## Task directions
Could you reproduce the Seaborn tutorial below word for word, beginning at "Using Seaborn Function" and stopping after "and the boxplot."?

## Text to read
————
When working with a data set that is comprised of multiple variables, it’s best to be able to make sense of how these differ and interact with each other. In this tutorial, I’m going to demonstrate how you can use the Seaborn function in Python to visualize alternatives to a variable’s distribution. You can watch the full video of this tutorial at the bottom of this blog.
Using Seaborn Function In Python
I will demonstrate this on the MPG data set, which is available within Seaborn. So, let’s go ahead and import any packages we need as well as any data that we need. We’re going to look at the distribution of the MPG variable here and how they vary. The two common ways to do that are histogram and the boxplot.
So I’m going to use the displot function (DIS for distribution). Then, I need to specify what data set it is and what variable we’re going to put on the X-axis. And with that, we have the distribution.
This is pretty good. This is very easy to see the entire distribution and the shape. A couple of shortcomings with this visualization of the distribution though. One is that the number of bins that we’re using is arguably arbitrary. The other thing is that we can’t necessarily know instantly what the mean of the variable is.
The nice thing with Seaborn is that once I set up what variable I want, where, and what dataset I’m using, it’s really plug-and-chug with making new visualization. Now we’re going to go to the boxplot. Boxplot doesn’t use bins.
The idea here is we can see the quartile value really clearly, the median specifically, and we see the other quartile values. We see there’s an outlier, and this is a very precise plot. The issue boxplot is that it’s precise with things that generally a lot of business users don’t probably care about.
So, this plot is a little bit hard for non-stats people to really get a lot of value. And again, it’s aggregating the data, so we’re losing a lot of detail. It’s hard to know exactly what this looks like. We can see there’s an outlier. We can see most of the values are here. The histogram gives us a more intuitive way to look at that.
These are both good plots. They both have their purposes. Let’s look at some alternatives using Seaborn to visualize. We’re going to stick with MPG for the distribution of that variable.
Similar to boxplot, you can see here that the median is clearly marked. We see the quartile range as well and we can get a better look at what the overall distribution is. This is kind of like a histogram as well. It’s called a kernel density estimate plot or KDE plot. It’s a smooth version of the histogram. We’re not using any arbitrary binning. Everything’s smoothed into a continuous range here.
————
## Provided material

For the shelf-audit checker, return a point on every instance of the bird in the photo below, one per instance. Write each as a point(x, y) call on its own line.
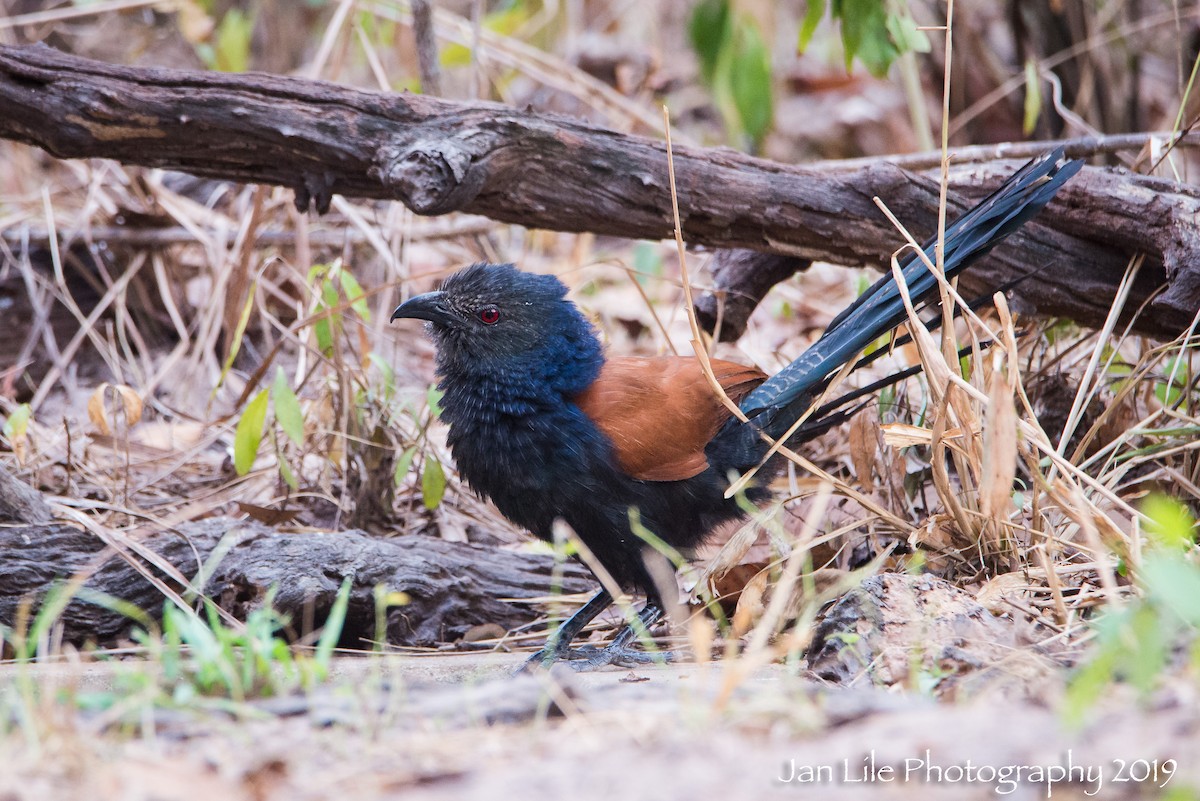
————
## Reply
Using Seaborn Function In Python
I will demonstrate this on the MPG data set, which is available within Seaborn. So, let’s go ahead and import any packages we need as well as any data that we need. We’re going to look at the distribution of the MPG variable here and how they vary. The two common ways to do that are histogram and the boxplot.